* BEGIN Extracted records *
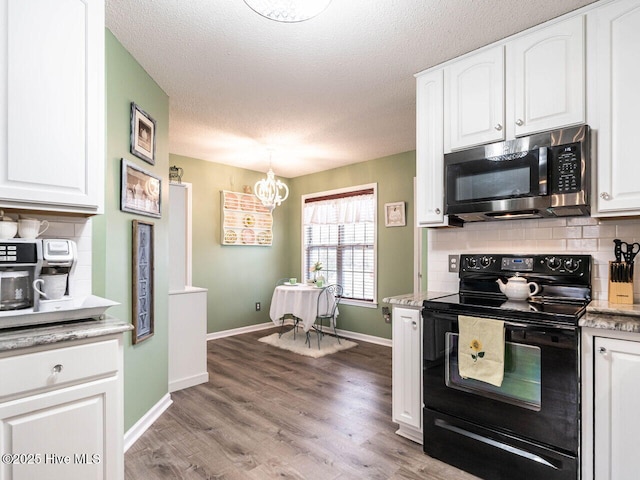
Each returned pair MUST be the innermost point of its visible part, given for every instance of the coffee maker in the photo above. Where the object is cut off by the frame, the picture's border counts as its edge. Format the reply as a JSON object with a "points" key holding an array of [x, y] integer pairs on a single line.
{"points": [[29, 268], [20, 266]]}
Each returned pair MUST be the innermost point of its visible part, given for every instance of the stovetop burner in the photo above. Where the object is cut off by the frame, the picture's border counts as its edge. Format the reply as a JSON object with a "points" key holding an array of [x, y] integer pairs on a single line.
{"points": [[564, 280]]}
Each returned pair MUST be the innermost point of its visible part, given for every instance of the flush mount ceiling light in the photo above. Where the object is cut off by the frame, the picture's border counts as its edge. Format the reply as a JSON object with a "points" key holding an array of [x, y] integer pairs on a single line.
{"points": [[288, 11], [271, 192]]}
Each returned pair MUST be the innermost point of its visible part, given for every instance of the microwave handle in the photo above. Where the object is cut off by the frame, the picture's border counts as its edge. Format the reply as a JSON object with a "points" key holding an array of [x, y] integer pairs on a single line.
{"points": [[543, 177]]}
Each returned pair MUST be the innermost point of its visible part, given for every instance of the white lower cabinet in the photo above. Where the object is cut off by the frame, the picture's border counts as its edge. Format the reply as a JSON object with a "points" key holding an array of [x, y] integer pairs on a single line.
{"points": [[616, 419], [61, 412], [407, 372], [611, 391]]}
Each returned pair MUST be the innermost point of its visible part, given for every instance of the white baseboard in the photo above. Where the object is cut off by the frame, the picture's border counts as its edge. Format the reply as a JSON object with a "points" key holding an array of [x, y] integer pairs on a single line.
{"points": [[385, 342], [141, 426], [238, 331], [187, 382]]}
* END Extracted records *
(Brief): Starting at the line containing "of the microwave" and ending at the last line, repeat the lines with "photo" swapped for "image", keeping everything else the same.

(Output of the task):
Each returned pair MUST be the innermost point of its visible part, given for every instance of the microwave handle in the image above. Where the object is cut off by the frame, the picture's border counts as its edge. Format the reply as a JSON object with a "points" key holding an array of [x, y] integer pairs on a single line.
{"points": [[543, 177]]}
Each returned pair MUST be the innermost point of its visible part, given for every instance of the white lower cabinet in the image above. Where the object is cut off by the frame, the picture's border counts as its edge. Format the reply as a JSON object with a "points" key holding an array of [x, y] integer pairs on a single line.
{"points": [[616, 419], [61, 412], [407, 372], [611, 391]]}
Each returned pair MUST be the innermost point of its visible part, given for every instance of the white baseboard in the image above. Where the object is cut off by the frame, the picture's border counts as its edge. Format the reply as a JSON object with a "points" key holding an array of [x, y] integer pairs on a single line.
{"points": [[385, 342], [141, 426], [238, 331], [187, 382]]}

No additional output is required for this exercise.